* Your assignment: Go through the material under this sentence. Return every line holding "item".

* Record extracts:

*** Block opens ***

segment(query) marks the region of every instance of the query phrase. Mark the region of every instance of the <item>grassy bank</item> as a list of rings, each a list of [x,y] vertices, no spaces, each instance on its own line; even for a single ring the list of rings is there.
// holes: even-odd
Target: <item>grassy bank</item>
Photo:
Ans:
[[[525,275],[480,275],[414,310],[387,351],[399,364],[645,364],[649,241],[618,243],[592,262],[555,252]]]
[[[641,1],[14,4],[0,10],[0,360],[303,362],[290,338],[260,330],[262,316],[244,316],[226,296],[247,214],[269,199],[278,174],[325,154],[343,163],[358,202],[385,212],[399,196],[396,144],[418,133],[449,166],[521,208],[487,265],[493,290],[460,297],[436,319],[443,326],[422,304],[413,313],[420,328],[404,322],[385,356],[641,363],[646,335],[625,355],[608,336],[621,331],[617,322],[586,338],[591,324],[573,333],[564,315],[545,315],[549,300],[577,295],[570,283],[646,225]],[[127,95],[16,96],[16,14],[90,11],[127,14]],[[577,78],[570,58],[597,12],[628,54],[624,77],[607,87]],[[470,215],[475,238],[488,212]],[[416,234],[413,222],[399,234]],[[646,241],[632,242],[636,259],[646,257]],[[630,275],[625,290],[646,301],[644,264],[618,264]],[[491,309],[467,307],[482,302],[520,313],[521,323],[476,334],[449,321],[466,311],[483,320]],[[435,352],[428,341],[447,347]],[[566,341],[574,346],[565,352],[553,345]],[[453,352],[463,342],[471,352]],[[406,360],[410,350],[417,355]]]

*** Block closes ***

* Task answer:
segment(query) marks the region of every instance of the query phrase. Mark the region of every instance of the <item>grassy bank</item> as a list of rings, each a list of [x,y] vertices, no spaces, each instance on its own line; even for a single ring the list of rings is there.
Target: <item>grassy bank</item>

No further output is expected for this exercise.